> Exercise
Rewrite the lines below, replacing every occurrence of "traced outlines" with "finished outlines" and leaving everything else unchanged.

> Some records
===

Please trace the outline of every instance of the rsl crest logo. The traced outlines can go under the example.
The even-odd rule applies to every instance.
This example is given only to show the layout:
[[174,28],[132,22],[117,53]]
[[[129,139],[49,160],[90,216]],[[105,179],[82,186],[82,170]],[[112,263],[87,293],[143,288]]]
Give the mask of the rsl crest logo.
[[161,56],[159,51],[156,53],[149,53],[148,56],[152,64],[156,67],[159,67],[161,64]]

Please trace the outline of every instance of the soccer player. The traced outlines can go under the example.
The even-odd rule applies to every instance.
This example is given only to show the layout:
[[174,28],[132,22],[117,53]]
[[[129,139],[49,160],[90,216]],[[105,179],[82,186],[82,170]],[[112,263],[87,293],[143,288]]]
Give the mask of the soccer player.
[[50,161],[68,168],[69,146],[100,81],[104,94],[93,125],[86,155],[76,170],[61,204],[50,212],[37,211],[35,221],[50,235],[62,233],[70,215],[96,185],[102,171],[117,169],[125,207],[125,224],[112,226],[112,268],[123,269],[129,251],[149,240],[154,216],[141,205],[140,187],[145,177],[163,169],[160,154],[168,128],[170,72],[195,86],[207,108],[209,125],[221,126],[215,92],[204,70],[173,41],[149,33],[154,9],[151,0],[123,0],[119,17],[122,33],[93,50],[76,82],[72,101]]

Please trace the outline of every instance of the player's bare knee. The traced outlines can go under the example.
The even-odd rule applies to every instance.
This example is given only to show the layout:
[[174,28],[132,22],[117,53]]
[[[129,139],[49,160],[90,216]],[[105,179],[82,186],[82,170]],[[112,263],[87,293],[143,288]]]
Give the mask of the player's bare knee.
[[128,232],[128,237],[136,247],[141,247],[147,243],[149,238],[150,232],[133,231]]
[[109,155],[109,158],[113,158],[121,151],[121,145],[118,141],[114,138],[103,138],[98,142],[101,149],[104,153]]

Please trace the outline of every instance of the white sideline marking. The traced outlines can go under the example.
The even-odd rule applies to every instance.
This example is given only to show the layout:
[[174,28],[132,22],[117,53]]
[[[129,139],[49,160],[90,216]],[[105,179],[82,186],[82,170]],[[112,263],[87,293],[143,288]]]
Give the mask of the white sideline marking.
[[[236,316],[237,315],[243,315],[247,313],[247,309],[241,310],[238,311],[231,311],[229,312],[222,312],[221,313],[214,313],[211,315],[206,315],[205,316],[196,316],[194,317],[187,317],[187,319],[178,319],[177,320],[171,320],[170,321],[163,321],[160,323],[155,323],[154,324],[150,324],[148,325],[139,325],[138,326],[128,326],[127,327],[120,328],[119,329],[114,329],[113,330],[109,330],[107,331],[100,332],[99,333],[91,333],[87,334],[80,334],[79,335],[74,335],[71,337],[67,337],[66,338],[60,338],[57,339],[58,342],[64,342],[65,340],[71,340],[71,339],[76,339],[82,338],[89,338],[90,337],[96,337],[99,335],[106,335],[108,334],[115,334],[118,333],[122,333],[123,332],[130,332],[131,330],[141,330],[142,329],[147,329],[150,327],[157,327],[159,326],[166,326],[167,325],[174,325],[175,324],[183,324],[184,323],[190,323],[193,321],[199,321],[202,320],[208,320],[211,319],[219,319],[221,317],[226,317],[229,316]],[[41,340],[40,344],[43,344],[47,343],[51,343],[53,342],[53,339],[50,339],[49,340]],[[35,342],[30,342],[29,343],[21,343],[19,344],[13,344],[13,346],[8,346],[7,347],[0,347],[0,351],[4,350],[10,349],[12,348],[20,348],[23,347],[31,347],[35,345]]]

===

> Task solution
Please trace the outline of every instance of the rsl crest logo. The finished outlines can go under the example.
The even-odd rule applies to every instance.
This example is given only to show the layout:
[[174,28],[132,22],[117,53]]
[[[129,139],[49,160],[90,216]],[[105,179],[82,186],[82,170]],[[112,263],[87,293],[143,288]]]
Give the mask of the rsl crest logo.
[[161,56],[159,51],[156,53],[149,53],[148,56],[152,64],[156,67],[159,67],[161,64]]

Please trace the outline of every instance of the soccer player. The finished outlines can go under the example.
The even-odd rule applies to every instance.
This example is given only to show the layout:
[[174,28],[132,22],[117,53]]
[[[129,139],[49,160],[90,216]],[[105,179],[82,186],[82,170]],[[112,263],[87,293],[143,288]]]
Give the mask of the soccer player.
[[50,161],[68,168],[69,146],[100,81],[104,94],[93,125],[86,155],[76,170],[61,204],[50,212],[37,211],[35,221],[50,235],[62,233],[70,215],[96,185],[102,171],[117,169],[125,207],[125,224],[112,226],[112,268],[123,269],[129,251],[149,240],[154,216],[141,205],[140,187],[145,177],[163,169],[160,154],[168,128],[170,72],[195,86],[207,108],[209,125],[221,126],[215,92],[204,70],[173,41],[149,33],[154,9],[151,0],[123,0],[119,17],[122,33],[93,50],[76,82],[72,101]]

Please trace the outline of every instance of the player's bare knee. The finished outlines can go under the example.
The even-odd rule applies to every instance.
This example is given only to show the layout:
[[174,28],[132,22],[117,53]]
[[[129,139],[49,160],[90,216]],[[105,179],[82,186],[82,170]],[[112,263],[87,293],[143,288]]]
Give the mask of the player's bare knee.
[[128,232],[128,237],[136,247],[141,247],[147,243],[149,238],[150,232],[133,231]]
[[109,155],[109,158],[113,158],[121,151],[121,145],[118,141],[114,138],[103,138],[98,142],[101,149],[104,153]]

Please trace the outline of every instance of the white sideline marking. The finished outlines can go under the example.
The even-odd rule applies to every instance.
This example is given only to show the layout:
[[174,28],[132,22],[117,53]]
[[[129,139],[49,160],[90,216]],[[105,179],[82,186],[82,170]],[[112,263],[87,293],[143,288]]]
Give the mask of the white sideline marking.
[[[236,316],[237,315],[243,315],[247,313],[247,309],[241,310],[238,311],[231,311],[229,312],[222,312],[221,313],[214,313],[211,315],[206,315],[205,316],[196,316],[194,317],[187,317],[187,319],[178,319],[177,320],[171,320],[170,321],[163,321],[160,323],[155,323],[154,324],[150,324],[148,325],[139,325],[138,326],[128,326],[127,327],[120,328],[119,329],[114,329],[113,330],[109,330],[107,331],[100,332],[99,333],[91,333],[87,334],[80,334],[79,335],[74,335],[71,337],[67,337],[66,338],[60,338],[57,339],[58,342],[64,342],[65,340],[71,340],[71,339],[76,339],[82,338],[89,338],[90,337],[96,337],[99,335],[106,335],[108,334],[115,334],[118,333],[122,333],[123,332],[130,332],[131,330],[141,330],[142,329],[147,329],[150,327],[157,327],[159,326],[166,326],[167,325],[174,325],[175,324],[183,324],[184,323],[190,323],[193,321],[199,321],[202,320],[208,320],[211,319],[219,319],[221,317],[226,317],[229,316]],[[41,340],[40,344],[43,344],[47,343],[51,343],[53,342],[53,339],[50,339],[49,340]],[[35,342],[30,342],[29,343],[21,343],[19,344],[13,344],[13,346],[8,346],[7,347],[0,347],[0,351],[4,350],[10,349],[12,348],[20,348],[23,347],[31,347],[35,345]]]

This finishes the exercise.